Dataset records
>>
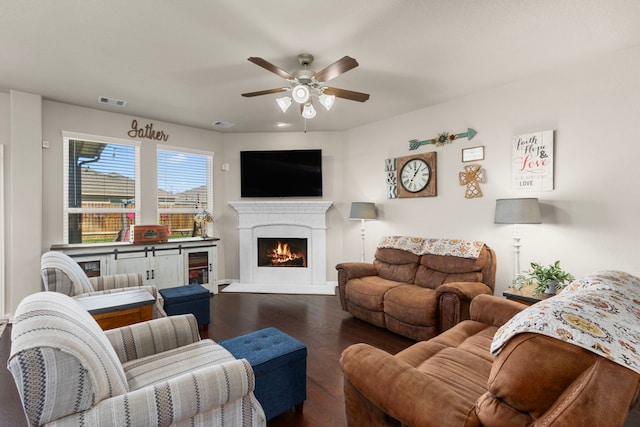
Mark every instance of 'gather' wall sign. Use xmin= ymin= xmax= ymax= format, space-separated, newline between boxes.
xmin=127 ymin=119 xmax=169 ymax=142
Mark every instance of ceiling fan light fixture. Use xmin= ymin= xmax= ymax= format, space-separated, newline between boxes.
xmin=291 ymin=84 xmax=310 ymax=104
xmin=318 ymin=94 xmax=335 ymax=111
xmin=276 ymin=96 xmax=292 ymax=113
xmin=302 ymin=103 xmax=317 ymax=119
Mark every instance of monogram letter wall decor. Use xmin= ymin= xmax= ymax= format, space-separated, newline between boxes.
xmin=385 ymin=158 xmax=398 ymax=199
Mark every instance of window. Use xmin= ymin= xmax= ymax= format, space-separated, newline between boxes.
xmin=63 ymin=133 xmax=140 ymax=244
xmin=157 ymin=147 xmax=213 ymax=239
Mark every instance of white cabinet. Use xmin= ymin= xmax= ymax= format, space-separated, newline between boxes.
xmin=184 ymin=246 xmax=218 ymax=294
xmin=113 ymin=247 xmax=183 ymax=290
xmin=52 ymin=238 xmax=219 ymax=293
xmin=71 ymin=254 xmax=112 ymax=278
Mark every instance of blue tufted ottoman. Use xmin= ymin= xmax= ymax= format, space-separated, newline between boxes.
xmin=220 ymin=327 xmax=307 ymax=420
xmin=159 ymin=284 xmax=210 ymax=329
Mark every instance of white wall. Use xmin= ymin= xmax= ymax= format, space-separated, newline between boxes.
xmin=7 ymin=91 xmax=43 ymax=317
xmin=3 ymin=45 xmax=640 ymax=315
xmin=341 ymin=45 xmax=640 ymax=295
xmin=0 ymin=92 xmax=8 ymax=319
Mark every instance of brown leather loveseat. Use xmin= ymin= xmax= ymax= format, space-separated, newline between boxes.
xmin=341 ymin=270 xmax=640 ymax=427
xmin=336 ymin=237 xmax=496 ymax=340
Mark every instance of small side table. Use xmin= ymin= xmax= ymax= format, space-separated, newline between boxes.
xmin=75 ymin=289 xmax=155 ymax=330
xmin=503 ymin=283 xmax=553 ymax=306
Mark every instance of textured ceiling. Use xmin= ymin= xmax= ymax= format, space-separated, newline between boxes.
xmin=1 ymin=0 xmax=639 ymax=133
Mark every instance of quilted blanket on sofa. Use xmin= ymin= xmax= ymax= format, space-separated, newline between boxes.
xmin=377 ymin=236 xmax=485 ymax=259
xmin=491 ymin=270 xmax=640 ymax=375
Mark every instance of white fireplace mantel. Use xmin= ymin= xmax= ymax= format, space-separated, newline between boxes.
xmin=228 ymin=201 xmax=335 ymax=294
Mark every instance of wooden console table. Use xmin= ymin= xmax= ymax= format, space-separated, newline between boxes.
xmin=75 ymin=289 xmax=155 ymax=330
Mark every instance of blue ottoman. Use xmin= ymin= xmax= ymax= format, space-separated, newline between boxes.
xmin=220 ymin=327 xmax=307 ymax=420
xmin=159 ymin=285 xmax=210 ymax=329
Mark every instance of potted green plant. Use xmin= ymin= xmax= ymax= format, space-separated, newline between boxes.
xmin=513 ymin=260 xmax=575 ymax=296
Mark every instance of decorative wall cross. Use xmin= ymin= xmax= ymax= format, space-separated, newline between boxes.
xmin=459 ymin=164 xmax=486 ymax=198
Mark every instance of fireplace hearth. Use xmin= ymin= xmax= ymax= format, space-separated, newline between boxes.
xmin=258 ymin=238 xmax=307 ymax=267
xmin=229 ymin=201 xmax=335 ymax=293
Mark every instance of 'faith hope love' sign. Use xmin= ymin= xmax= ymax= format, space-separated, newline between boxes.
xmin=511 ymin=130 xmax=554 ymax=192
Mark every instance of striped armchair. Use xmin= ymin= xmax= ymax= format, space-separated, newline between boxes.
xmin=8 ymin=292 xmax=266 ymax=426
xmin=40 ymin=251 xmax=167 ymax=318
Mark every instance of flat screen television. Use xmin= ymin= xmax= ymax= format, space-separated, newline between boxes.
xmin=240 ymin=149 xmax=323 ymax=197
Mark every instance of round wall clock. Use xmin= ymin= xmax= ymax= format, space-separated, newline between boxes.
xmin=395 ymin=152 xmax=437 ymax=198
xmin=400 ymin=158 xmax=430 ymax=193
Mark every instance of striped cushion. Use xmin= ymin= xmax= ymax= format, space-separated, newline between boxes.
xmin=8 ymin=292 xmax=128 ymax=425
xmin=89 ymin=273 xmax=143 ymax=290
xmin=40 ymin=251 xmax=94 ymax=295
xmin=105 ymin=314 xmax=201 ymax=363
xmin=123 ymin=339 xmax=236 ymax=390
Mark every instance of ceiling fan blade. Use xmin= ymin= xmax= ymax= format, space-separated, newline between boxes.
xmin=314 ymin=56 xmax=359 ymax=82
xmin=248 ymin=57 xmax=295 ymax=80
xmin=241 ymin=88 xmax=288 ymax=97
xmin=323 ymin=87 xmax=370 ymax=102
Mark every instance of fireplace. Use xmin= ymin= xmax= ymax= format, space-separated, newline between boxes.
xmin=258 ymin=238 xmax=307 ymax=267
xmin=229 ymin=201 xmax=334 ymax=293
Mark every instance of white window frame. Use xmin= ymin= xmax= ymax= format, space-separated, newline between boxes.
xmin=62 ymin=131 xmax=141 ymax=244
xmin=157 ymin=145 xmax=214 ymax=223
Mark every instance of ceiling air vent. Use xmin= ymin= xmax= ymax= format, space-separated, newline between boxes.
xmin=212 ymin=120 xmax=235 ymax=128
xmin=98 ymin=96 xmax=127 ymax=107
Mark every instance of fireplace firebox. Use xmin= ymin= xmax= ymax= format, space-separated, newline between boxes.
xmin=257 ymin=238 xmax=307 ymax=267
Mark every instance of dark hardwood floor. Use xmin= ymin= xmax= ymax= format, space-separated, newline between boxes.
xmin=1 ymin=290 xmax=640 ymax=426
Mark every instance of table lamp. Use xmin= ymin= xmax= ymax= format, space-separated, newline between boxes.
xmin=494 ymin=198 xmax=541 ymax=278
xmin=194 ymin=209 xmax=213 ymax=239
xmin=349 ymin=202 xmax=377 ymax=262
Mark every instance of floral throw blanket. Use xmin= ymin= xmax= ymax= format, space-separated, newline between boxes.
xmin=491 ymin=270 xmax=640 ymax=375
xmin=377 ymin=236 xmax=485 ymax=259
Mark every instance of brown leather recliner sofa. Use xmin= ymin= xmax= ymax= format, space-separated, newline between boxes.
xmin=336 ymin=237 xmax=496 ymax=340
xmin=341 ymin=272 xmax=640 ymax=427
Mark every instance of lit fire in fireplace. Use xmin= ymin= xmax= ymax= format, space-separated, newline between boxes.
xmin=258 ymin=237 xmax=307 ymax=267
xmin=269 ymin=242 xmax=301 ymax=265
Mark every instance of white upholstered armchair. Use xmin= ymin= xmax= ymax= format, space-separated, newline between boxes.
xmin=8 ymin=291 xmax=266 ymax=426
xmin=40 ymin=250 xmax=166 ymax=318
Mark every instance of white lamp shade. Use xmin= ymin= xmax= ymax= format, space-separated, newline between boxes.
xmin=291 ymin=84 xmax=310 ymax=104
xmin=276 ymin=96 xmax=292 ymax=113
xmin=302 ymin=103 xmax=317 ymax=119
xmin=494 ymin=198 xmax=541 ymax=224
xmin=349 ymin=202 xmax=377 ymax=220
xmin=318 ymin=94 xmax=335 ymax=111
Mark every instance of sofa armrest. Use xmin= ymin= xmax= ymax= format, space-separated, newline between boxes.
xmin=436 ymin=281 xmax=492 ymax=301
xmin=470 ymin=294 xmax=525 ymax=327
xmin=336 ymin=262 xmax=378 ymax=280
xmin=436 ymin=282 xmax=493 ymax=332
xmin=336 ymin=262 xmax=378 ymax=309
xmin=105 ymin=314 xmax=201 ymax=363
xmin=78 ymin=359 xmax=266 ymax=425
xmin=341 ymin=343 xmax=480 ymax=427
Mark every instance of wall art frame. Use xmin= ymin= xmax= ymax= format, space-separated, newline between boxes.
<<
>>
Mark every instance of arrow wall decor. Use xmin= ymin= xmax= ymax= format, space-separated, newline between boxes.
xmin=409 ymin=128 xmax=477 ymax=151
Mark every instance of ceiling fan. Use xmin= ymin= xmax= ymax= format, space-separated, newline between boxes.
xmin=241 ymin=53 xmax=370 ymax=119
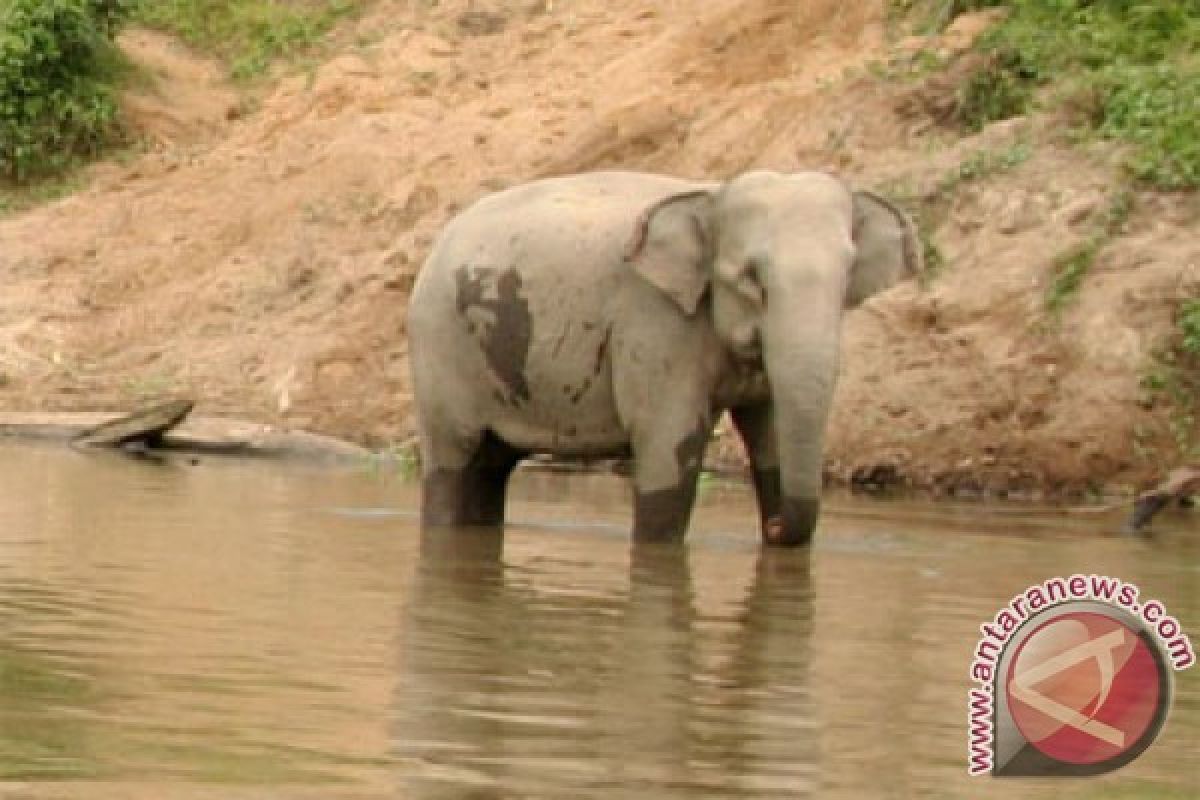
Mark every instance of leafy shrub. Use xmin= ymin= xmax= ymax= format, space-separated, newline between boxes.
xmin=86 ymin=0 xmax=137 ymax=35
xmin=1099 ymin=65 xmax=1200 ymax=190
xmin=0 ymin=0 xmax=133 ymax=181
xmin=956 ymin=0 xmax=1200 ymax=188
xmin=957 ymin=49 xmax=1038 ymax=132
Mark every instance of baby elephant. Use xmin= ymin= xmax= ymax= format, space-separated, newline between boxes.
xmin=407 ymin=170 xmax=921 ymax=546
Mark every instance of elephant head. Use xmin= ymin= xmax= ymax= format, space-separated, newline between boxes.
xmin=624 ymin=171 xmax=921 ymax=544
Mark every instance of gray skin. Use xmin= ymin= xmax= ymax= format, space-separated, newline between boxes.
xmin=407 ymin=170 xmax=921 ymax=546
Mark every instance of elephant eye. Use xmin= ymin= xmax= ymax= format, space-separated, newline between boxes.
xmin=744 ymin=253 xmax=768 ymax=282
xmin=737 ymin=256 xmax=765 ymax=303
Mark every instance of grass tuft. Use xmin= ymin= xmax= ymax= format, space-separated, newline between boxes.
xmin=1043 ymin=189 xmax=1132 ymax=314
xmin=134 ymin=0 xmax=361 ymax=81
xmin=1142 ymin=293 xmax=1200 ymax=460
<<
>>
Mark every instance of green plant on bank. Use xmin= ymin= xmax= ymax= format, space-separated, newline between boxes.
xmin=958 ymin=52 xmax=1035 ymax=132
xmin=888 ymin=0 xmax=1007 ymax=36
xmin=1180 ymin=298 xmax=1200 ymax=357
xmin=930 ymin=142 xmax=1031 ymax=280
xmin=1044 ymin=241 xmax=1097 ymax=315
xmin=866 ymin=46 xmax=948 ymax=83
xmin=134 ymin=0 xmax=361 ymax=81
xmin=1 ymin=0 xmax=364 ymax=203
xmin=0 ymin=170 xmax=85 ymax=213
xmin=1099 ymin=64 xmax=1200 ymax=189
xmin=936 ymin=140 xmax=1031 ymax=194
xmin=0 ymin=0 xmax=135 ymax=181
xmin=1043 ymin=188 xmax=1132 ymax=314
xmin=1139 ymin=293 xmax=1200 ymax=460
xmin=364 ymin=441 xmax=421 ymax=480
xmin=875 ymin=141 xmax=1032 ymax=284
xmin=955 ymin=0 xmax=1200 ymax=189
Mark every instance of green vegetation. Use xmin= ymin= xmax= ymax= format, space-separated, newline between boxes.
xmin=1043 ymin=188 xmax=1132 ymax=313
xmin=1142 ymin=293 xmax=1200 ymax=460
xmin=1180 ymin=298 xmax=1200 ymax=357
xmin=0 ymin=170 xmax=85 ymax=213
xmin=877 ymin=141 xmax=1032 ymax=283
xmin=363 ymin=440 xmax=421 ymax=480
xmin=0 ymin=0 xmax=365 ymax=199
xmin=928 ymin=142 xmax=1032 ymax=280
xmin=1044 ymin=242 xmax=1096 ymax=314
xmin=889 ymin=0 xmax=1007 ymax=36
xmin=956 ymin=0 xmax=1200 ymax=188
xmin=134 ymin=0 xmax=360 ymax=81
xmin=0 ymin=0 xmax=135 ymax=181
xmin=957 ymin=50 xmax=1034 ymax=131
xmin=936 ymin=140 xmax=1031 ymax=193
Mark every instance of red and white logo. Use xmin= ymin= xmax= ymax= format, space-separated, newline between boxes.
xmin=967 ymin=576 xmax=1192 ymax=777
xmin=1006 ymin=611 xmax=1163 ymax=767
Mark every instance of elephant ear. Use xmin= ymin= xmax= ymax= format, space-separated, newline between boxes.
<<
* AIM OF THE EXERCISE
Starting with the line with "Mark every instance of green plant" above and going on through the line with "Mark every instance of elephant ear.", transcribe every line exactly, both ends included, and add nothing.

* THE ANSWER
Mark every instance of green plant on bank. Use xmin= ymin= xmax= ymax= format, space-separated, newline between boxes.
xmin=958 ymin=52 xmax=1035 ymax=132
xmin=888 ymin=0 xmax=1007 ymax=36
xmin=1180 ymin=298 xmax=1200 ymax=357
xmin=930 ymin=142 xmax=1031 ymax=280
xmin=1044 ymin=241 xmax=1097 ymax=315
xmin=866 ymin=46 xmax=948 ymax=83
xmin=134 ymin=0 xmax=361 ymax=81
xmin=1 ymin=0 xmax=364 ymax=203
xmin=0 ymin=170 xmax=85 ymax=213
xmin=1099 ymin=64 xmax=1200 ymax=189
xmin=936 ymin=140 xmax=1031 ymax=194
xmin=0 ymin=0 xmax=135 ymax=181
xmin=1043 ymin=188 xmax=1132 ymax=314
xmin=1139 ymin=293 xmax=1200 ymax=460
xmin=364 ymin=441 xmax=421 ymax=480
xmin=875 ymin=141 xmax=1032 ymax=284
xmin=955 ymin=0 xmax=1200 ymax=189
Mark every instance of green vegetation. Use xmin= ymin= xmax= ymax= format, space-separated, newline between boxes.
xmin=1043 ymin=188 xmax=1132 ymax=313
xmin=1142 ymin=293 xmax=1200 ymax=460
xmin=1180 ymin=298 xmax=1200 ymax=357
xmin=0 ymin=170 xmax=85 ymax=213
xmin=877 ymin=141 xmax=1032 ymax=283
xmin=363 ymin=440 xmax=421 ymax=480
xmin=0 ymin=0 xmax=365 ymax=199
xmin=928 ymin=142 xmax=1032 ymax=280
xmin=1044 ymin=242 xmax=1096 ymax=314
xmin=889 ymin=0 xmax=1007 ymax=36
xmin=956 ymin=0 xmax=1200 ymax=188
xmin=134 ymin=0 xmax=360 ymax=81
xmin=0 ymin=0 xmax=135 ymax=181
xmin=957 ymin=50 xmax=1034 ymax=131
xmin=936 ymin=140 xmax=1031 ymax=193
Mark every instance of red and white logo. Use xmin= ymin= xmax= ymax= format, space-separated, newline between boxes.
xmin=967 ymin=576 xmax=1192 ymax=777
xmin=1006 ymin=611 xmax=1163 ymax=767
Mark every instance of elephant ear. Use xmin= ymin= xmax= ymax= format, space-separated, newline between boxes.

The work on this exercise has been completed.